== Given task ==
Recast the items, from the line containing "Place a dot on every instance of the leafy" through the final line of the items, as a Markdown table with the columns Row and Line, omitting any blank lines.

======

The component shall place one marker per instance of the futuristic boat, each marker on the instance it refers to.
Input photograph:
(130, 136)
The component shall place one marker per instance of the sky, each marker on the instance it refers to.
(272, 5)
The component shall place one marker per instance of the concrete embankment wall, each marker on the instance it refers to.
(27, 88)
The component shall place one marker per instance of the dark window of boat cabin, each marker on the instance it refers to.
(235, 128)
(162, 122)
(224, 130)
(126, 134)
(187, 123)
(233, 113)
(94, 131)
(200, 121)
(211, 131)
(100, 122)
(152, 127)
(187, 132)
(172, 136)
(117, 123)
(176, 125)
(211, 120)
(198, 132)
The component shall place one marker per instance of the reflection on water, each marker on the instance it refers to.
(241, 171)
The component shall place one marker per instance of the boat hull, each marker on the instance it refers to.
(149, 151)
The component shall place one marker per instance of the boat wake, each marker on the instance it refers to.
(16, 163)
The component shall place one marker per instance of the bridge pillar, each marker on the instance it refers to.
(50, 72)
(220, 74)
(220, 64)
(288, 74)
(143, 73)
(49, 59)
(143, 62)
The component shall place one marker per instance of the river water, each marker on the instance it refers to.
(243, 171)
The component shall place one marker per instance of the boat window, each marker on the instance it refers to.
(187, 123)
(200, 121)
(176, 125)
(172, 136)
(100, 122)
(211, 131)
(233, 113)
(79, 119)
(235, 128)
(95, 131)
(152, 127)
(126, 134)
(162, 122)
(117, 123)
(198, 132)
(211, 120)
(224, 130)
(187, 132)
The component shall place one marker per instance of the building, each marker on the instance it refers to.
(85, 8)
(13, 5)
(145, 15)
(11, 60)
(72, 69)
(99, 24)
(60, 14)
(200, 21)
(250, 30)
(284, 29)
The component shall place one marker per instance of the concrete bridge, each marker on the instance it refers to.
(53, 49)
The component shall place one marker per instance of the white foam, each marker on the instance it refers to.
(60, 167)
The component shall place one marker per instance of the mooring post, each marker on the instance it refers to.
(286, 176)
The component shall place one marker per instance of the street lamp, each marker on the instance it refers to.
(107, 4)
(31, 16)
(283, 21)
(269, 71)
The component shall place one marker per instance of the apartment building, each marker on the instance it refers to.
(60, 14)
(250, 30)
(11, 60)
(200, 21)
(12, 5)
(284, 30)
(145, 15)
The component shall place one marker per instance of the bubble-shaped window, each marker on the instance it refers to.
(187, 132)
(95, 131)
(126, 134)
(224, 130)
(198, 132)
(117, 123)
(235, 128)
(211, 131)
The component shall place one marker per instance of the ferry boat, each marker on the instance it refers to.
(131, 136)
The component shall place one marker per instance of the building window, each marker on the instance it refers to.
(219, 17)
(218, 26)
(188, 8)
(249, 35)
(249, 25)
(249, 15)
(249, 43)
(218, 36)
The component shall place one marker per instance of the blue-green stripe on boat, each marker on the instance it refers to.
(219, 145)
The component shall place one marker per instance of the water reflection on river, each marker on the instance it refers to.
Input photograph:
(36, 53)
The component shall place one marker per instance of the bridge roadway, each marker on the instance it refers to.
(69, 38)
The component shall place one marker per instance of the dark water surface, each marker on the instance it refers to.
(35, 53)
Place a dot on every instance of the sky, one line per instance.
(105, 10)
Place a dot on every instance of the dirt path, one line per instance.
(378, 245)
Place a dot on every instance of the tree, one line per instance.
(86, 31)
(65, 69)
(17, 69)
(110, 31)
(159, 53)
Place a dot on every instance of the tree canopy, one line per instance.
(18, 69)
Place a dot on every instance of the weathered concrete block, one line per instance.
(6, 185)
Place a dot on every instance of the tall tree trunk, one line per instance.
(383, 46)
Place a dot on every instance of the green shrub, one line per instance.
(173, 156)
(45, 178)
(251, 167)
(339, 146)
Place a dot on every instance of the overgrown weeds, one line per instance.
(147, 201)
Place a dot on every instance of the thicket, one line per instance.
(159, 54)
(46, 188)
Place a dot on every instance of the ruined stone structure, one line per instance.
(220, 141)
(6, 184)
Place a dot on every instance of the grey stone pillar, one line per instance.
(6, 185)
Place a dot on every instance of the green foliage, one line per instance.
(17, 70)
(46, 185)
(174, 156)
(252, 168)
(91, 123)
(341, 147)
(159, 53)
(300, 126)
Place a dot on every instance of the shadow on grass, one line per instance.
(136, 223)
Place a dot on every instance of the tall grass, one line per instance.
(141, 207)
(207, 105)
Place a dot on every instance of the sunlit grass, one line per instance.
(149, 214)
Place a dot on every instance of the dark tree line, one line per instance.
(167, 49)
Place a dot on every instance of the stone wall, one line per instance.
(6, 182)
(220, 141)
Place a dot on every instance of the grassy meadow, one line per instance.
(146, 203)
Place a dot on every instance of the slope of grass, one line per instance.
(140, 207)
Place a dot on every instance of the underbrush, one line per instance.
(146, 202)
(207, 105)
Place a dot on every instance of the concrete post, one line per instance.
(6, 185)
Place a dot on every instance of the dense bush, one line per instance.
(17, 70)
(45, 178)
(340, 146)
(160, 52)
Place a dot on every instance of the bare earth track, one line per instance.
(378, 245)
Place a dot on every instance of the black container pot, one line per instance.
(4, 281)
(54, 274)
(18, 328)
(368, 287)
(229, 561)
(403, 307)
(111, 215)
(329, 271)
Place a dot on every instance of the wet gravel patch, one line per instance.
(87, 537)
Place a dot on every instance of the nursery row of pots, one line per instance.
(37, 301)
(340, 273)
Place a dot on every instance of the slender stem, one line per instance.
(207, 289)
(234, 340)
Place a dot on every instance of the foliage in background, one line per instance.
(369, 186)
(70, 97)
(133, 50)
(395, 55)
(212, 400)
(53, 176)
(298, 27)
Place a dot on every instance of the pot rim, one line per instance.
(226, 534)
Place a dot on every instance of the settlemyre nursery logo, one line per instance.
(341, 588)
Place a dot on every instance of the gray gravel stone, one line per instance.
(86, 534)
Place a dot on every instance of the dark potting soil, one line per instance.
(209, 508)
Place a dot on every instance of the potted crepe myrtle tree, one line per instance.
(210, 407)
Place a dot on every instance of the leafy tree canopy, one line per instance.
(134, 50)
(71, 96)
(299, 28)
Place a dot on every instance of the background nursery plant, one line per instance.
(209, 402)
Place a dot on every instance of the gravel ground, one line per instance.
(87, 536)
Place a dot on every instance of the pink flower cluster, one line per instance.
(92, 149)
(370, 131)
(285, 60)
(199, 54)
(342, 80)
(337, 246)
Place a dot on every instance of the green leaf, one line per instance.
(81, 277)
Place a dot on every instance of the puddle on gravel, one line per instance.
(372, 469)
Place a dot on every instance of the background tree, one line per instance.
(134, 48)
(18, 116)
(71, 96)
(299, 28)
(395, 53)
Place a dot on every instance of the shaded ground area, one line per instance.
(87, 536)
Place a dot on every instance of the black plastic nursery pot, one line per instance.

======

== Task solution ==
| Row | Line |
|---|---|
| 1 | Place a dot on every instance of the leafy tree canopy, one line per instance. |
| 2 | (134, 50) |
| 3 | (71, 96) |
| 4 | (299, 28) |
| 5 | Place a dot on every instance of the background nursery plant, one line per instance. |
| 6 | (209, 402) |
| 7 | Place a dot on every instance of the gravel ground, one line per instance. |
| 8 | (87, 536) |
| 9 | Place a dot on every instance of the pink flower cluster, one line per instance. |
| 10 | (92, 149) |
| 11 | (370, 131) |
| 12 | (285, 60) |
| 13 | (199, 54) |
| 14 | (342, 80) |
| 15 | (337, 246) |
| 16 | Place a dot on every instance of the green leaf, one line per instance. |
| 17 | (81, 277) |
| 18 | Place a dot on every instance of the puddle on gravel, one line per instance. |
| 19 | (372, 469) |
| 20 | Place a dot on every instance of the background tree, one line per instance. |
| 21 | (134, 48) |
| 22 | (18, 116) |
| 23 | (71, 96) |
| 24 | (299, 28) |
| 25 | (395, 53) |
| 26 | Place a dot on every instance of the shaded ground area, one line per instance. |
| 27 | (87, 536) |
| 28 | Place a dot on every instance of the black plastic nursery pot, one line per instance. |